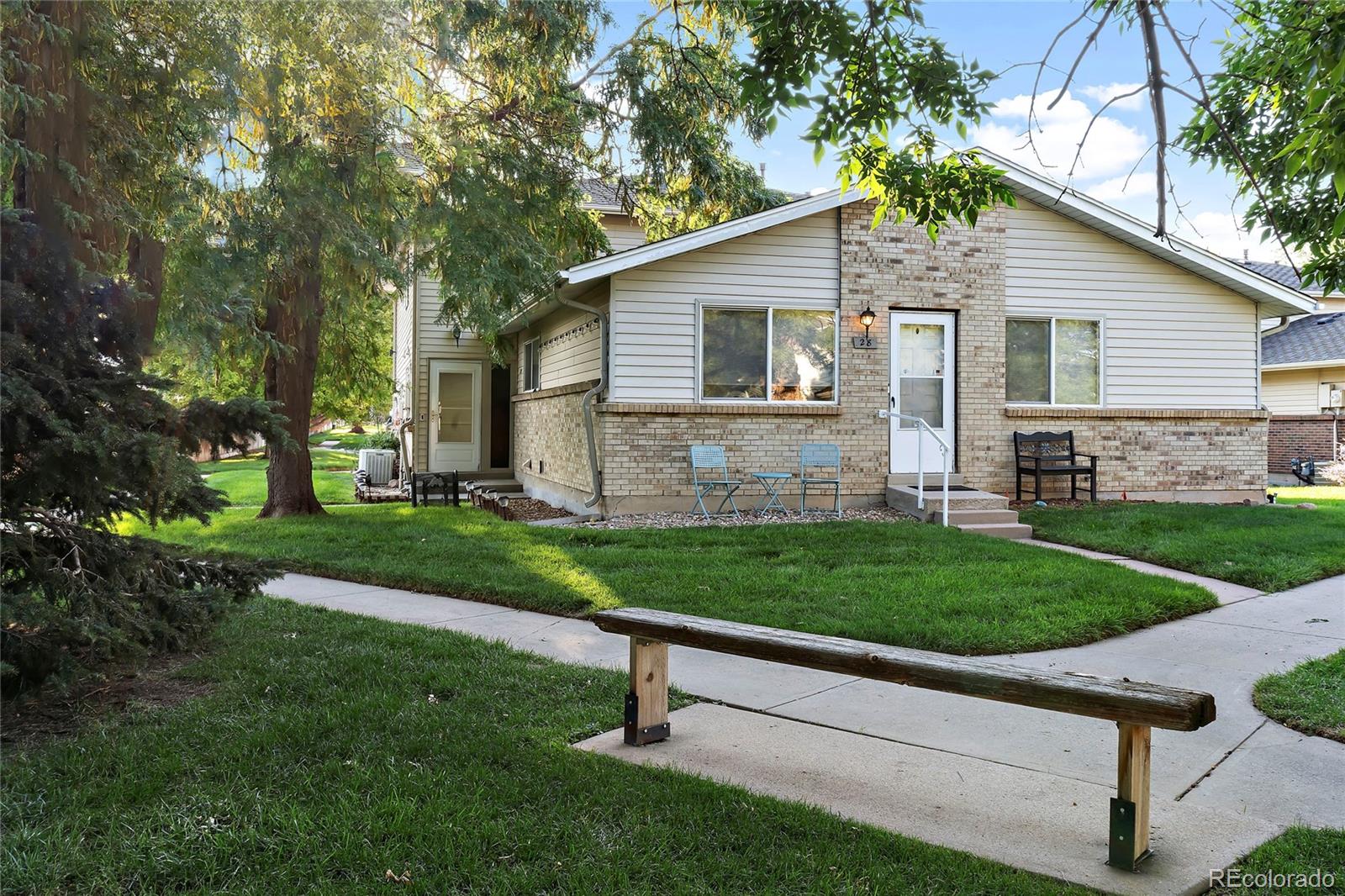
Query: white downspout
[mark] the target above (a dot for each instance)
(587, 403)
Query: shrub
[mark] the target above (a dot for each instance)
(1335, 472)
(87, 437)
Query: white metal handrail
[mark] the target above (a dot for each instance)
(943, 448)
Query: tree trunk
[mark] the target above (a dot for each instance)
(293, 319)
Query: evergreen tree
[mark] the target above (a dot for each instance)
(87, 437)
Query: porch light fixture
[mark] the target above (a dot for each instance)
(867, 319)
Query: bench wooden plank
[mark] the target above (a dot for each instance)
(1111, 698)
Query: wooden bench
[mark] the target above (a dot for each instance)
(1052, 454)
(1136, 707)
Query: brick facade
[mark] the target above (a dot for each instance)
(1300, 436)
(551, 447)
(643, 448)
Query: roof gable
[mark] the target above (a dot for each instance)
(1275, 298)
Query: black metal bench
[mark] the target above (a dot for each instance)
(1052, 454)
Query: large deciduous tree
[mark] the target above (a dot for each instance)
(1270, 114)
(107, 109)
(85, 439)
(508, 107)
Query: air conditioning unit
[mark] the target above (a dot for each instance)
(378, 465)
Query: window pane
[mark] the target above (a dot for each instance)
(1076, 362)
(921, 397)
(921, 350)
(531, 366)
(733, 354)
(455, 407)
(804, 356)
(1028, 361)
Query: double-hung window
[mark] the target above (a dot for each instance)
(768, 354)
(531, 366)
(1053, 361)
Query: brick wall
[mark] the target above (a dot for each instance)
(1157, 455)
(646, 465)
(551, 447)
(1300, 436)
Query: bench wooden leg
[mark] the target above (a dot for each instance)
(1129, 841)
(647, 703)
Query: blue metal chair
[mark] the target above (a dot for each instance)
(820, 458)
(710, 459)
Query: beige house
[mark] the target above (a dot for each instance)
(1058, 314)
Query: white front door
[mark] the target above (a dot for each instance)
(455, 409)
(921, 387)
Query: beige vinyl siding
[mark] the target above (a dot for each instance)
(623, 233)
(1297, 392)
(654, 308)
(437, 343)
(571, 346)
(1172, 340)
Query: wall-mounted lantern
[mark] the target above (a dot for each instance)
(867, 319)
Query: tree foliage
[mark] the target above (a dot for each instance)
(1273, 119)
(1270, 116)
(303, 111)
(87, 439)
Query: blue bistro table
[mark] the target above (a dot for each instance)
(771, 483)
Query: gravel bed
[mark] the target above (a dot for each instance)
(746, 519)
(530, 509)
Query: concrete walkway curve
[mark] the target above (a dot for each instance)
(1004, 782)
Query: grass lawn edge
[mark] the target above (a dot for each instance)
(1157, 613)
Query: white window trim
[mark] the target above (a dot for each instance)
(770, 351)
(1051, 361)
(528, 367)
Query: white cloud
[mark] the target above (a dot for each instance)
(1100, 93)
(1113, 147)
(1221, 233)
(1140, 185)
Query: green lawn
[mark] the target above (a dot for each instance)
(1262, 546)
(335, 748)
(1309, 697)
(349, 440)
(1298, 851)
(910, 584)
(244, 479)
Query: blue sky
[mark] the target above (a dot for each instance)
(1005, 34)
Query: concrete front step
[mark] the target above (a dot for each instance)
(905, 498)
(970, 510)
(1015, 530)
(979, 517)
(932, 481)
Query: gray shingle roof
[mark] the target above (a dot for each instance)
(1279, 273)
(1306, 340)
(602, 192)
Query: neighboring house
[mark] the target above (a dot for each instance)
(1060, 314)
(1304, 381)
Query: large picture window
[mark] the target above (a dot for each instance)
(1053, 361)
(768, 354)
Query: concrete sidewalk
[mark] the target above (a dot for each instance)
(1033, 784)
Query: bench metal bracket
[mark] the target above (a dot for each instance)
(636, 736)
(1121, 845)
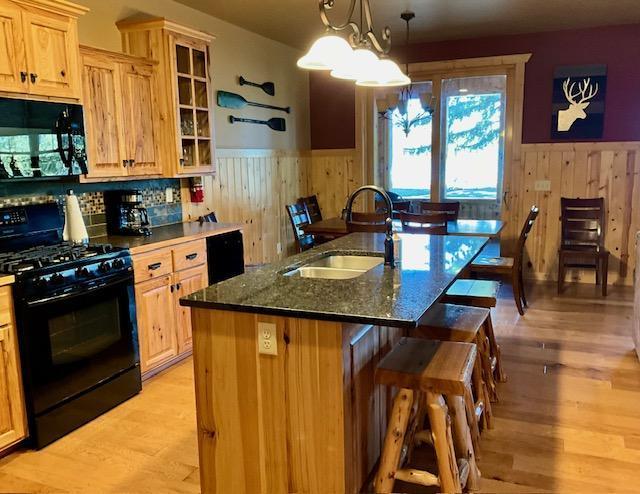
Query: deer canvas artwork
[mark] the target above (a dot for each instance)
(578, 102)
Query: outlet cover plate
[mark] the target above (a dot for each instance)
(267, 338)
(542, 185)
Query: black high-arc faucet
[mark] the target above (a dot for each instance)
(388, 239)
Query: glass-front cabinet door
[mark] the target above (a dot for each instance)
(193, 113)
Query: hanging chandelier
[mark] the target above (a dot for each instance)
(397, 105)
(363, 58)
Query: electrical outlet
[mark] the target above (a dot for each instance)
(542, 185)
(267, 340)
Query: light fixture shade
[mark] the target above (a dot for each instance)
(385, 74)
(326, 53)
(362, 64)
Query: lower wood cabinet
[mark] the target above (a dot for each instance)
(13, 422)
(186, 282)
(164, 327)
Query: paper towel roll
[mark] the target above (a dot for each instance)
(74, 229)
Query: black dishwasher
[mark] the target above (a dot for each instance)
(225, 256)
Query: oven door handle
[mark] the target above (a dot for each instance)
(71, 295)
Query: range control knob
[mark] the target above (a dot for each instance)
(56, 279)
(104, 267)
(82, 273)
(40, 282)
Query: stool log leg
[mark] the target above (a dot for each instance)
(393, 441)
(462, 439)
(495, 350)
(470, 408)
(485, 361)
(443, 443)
────────────────
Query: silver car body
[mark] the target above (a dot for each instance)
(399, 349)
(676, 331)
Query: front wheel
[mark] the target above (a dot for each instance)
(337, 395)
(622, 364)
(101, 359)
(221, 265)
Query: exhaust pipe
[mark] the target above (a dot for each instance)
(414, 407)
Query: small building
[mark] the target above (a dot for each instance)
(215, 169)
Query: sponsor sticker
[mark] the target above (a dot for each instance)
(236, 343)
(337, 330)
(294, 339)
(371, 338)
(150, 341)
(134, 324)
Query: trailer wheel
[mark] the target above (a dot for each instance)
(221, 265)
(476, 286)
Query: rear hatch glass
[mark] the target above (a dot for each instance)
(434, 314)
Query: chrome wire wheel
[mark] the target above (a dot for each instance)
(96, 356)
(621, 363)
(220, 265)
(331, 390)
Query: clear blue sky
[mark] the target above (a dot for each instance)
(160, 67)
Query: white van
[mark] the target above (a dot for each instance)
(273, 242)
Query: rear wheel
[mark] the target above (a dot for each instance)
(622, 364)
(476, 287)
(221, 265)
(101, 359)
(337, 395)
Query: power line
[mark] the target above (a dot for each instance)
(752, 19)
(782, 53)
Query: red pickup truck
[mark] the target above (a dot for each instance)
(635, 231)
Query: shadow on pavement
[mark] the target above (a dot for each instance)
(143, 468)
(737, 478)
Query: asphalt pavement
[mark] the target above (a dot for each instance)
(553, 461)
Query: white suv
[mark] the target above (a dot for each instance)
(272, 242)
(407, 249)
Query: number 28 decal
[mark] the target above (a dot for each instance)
────────────────
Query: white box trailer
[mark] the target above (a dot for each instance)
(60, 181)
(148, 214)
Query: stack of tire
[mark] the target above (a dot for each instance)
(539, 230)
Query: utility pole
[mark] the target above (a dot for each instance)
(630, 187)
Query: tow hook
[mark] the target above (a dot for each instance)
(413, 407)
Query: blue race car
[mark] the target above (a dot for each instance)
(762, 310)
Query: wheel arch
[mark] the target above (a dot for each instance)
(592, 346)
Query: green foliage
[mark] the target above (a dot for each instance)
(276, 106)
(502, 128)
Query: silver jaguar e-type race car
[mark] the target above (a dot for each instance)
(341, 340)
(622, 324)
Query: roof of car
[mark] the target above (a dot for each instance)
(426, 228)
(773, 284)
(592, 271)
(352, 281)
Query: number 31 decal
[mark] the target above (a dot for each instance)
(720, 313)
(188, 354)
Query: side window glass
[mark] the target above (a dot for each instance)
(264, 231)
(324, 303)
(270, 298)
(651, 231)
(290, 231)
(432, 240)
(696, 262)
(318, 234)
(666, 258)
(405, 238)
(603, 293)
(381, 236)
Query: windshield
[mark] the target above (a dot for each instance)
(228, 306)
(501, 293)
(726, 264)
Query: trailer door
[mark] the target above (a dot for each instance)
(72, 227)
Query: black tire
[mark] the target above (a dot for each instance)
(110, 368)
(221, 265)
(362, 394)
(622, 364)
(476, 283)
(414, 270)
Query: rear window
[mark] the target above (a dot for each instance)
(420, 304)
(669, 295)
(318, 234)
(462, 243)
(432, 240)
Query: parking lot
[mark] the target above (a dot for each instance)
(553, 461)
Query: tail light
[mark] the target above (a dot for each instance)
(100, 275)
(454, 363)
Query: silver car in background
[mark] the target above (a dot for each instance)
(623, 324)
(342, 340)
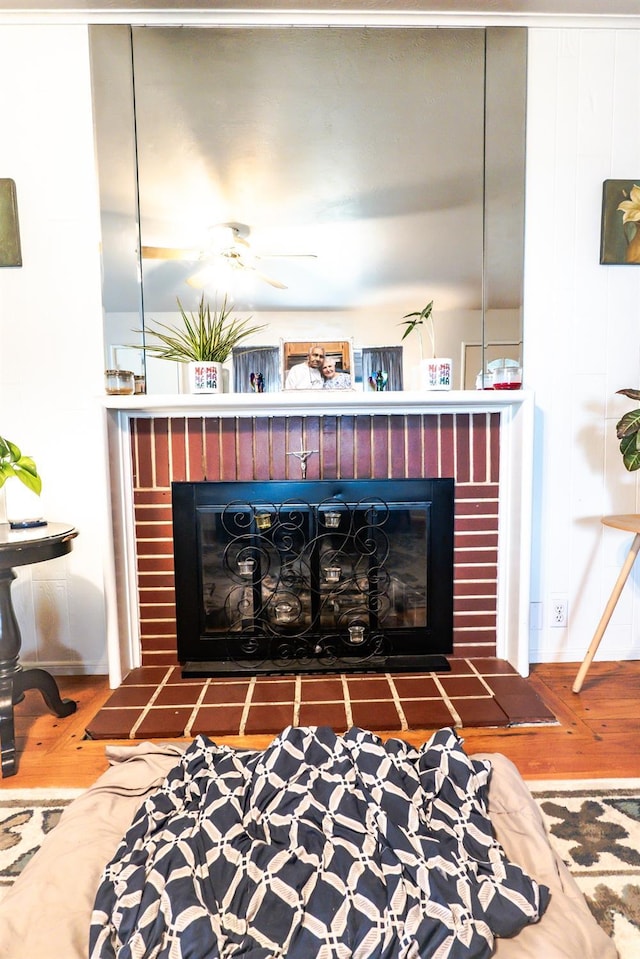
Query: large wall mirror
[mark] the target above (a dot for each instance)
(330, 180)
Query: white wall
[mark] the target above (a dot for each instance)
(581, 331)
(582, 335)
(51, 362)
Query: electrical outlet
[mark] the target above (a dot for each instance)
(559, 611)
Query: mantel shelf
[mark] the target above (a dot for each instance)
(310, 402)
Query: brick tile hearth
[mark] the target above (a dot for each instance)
────────────────
§ Your objective
Output exactly the lines of the material above from the one containing "Query: stack of tire" up to and including the one containing "Query: green foliage".

§ Expected answer
Query: stack of tire
[mark] the target above (a dot for each instance)
(539, 230)
Query: utility pole
[mark] the target above (a dot for each instance)
(630, 187)
Query: tow hook
[mark] the target above (a dot for each instance)
(413, 407)
Query: blue race car
[mark] the target above (a dot for each instance)
(762, 310)
Query: wheel arch
[mark] the target above (a dot for each instance)
(592, 346)
Query: green foliage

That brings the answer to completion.